Output every line exactly as written. Leave out pictures.

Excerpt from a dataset

-- Begin --

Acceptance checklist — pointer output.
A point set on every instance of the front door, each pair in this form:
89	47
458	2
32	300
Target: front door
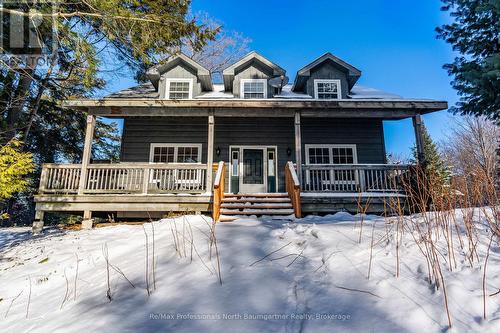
254	176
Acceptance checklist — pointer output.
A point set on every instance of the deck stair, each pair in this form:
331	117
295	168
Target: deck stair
275	204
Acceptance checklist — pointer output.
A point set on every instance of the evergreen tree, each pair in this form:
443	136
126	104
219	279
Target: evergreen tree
433	163
475	34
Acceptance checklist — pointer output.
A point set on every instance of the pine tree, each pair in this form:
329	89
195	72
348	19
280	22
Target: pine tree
15	166
433	163
475	34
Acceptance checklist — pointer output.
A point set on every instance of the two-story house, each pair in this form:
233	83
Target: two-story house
248	146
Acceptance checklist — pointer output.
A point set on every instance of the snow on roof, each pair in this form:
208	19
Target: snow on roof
145	90
148	91
217	93
363	92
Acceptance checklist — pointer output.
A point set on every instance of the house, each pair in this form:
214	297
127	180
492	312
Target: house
251	145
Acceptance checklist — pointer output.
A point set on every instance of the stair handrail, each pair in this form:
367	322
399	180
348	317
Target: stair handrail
292	185
218	190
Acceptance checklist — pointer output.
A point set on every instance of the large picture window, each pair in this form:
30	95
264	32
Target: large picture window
253	88
331	154
179	88
327	89
175	153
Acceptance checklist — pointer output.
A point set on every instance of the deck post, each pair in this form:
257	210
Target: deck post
210	151
37	226
87	152
417	125
298	145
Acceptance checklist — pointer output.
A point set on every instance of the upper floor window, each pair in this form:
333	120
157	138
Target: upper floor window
179	88
253	88
327	89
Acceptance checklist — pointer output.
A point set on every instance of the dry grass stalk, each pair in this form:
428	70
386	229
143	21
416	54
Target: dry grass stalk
106	259
12	302
146	271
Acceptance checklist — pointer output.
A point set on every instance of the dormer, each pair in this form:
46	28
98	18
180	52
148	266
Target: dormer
327	77
180	78
249	77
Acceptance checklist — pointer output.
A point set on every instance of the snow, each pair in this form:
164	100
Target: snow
286	92
363	92
292	275
217	93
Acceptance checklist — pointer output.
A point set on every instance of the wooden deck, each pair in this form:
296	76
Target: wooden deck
136	189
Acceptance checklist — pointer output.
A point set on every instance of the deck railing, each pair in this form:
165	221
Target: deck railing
218	190
124	178
354	178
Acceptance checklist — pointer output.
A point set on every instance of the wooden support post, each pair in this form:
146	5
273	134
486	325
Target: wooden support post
37	226
417	125
87	152
87	221
298	144
210	151
145	180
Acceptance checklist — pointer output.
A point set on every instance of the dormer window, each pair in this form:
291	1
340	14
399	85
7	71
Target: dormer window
179	89
327	89
253	88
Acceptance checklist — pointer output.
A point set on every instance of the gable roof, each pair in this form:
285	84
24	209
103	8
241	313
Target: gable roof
303	74
229	72
202	73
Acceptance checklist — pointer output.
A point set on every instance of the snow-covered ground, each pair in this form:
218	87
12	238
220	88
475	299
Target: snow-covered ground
307	275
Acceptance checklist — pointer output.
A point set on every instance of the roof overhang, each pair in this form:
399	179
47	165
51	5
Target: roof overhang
229	73
303	74
386	109
202	73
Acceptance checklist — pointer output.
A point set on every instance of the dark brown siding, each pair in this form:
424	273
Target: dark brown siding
139	133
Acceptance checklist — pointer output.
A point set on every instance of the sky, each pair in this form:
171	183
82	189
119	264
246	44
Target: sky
393	43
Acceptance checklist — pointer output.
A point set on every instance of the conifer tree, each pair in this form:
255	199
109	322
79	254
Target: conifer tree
475	35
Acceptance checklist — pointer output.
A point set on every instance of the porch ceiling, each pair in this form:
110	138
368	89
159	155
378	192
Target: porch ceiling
386	109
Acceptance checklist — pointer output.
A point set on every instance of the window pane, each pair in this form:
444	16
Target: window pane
327	90
253	89
319	156
178	90
343	155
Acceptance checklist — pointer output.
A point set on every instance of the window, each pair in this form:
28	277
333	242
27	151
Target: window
175	153
253	88
331	154
327	89
179	88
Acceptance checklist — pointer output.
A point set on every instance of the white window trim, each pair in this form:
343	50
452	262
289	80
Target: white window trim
330	152
167	86
176	146
242	81
339	88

-- End --

Exercise output
Acceptance checklist — pointer output.
A point set on every instance of the front door, each pair in this form:
89	47
458	2
32	300
Target: front door
254	176
Acceptance checklist — pointer output.
A point set on every instance of the deck stair, each pair in this form:
331	117
295	168
Target: deck stair
275	204
Acceptance checklist — pointer output.
A point set on every instance of the evergreen tree, each pair in this form:
443	136
126	104
219	279
Target: evergreen tree
433	163
475	34
Acceptance checklist — pointer output.
A point set on every instance of the pine tree, each pair in this form:
329	89
195	72
348	19
280	22
Target: pine tree
15	166
433	163
475	34
Acceptance checklist — pointer output.
A point set on every instance of the two-story house, each pair in this form:
233	83
Target: two-story house
248	146
Acceptance checklist — pointer output.
A point set on every instance of the snow on roof, each pair in this form:
208	19
Target: snow on roof
145	90
148	91
217	93
363	92
Acceptance checklist — pointer output.
A point set on every instance of the house, each pair in this form:
214	297
127	180
492	312
Target: house
251	145
Acceptance checklist — pointer output.
A point set on every instance of the stair handrail, each pair in this form:
367	322
399	180
348	317
Target: stair handrail
292	185
218	190
Acceptance checklist — pointer output.
A point set on every instance of the large picture window, each pair in this form:
30	95
264	32
Target: large picture window
253	88
331	154
179	88
327	89
175	153
Acceptance checklist — pointer output.
A point set on every instance of the deck post, each pair in this form:
257	210
Target: deck post
210	151
37	226
87	152
417	125
298	145
Acceptance checklist — pointer output.
A point set on every instance of the upper floor window, each pair in this form:
333	120
157	138
Target: upper floor window
179	88
253	88
327	89
Acceptance checklist — pointer output.
A point set on every instance of the dry grass stalk, each pair in this form:
428	70
386	229
143	21
416	54
Target: dry grass stalk
106	259
12	302
146	271
Acceptance checklist — pointer output.
A point set on every instance of the dormer, each pair in this form:
46	28
98	18
180	52
148	266
Target: dormer
327	77
180	78
249	77
Acceptance checklist — pointer output.
A point set on every instance of the snow, each pair in this form:
164	100
Target: snow
286	92
363	92
292	275
217	93
Acceptance checklist — pointer output.
A point set on every instance of the wooden deck, each pair in this form:
296	76
Target: wooden deck
136	189
Acceptance checklist — pointer output.
A point set on every instance of the deck railing, each pair in this form:
165	221
Target: deck railing
218	190
124	178
354	178
Acceptance checklist — pointer output.
A point set on every instance of the wooden support post, each pair in this form:
146	5
273	134
486	325
Target: wooden support post
37	226
417	125
87	152
87	221
298	144
210	151
145	180
Acceptance checklist — pointer output.
A point set on every instance of the dormer window, each pair in this form:
291	1
340	14
399	85
7	71
Target: dormer window
179	89
327	89
253	88
Acceptance checklist — pointer output.
A point set on every instance of the gable roof, each pair in this form:
285	84
24	209
103	8
241	313
Target: gable roof
303	74
229	72
202	73
Acceptance checklist — pointer output.
A point set on every instance of the snow-covered ground, each pair in this form:
218	87
12	238
220	88
475	299
Target: snow-covered ground
307	275
Acceptance checklist — pointer output.
A point set on every instance of the roof overhang, each pair in this form:
399	179
47	165
51	5
Target: roof overhang
229	73
303	74
386	109
202	73
Acceptance checklist — pointer output.
A point set on every instance of the dark brown siding, each pair in this form:
424	273
Target: dark brown siding
139	133
Acceptance checklist — pointer output.
A point set on every instance of the sky, each pair in this form:
171	183
82	189
119	264
246	44
Target: sky
393	43
Acceptance checklist — pointer output.
A point set on every instance of the conifer tree, each pair in this form:
255	199
109	322
79	254
Target: conifer tree
475	35
Acceptance checklist — pointer output.
A point set on every instance of the porch ceiling, each pair in this form:
110	138
368	89
159	155
378	192
Target: porch ceiling
386	109
Acceptance checklist — pointer output.
A point set on every instance of the window pane, each pair in this form:
444	16
Target: window pane
327	90
253	89
319	156
178	90
343	155
Acceptance checklist — pointer output.
A point set on every instance of the window, each pair in this form:
28	277
333	242
27	151
Target: window
175	153
253	88
331	154
327	89
179	88
Acceptance checklist — pointer output.
A point set on every instance of the white window trim, each pair in this form:
343	50
452	262
289	80
Target: white window trim
330	152
167	86
176	146
242	81
339	88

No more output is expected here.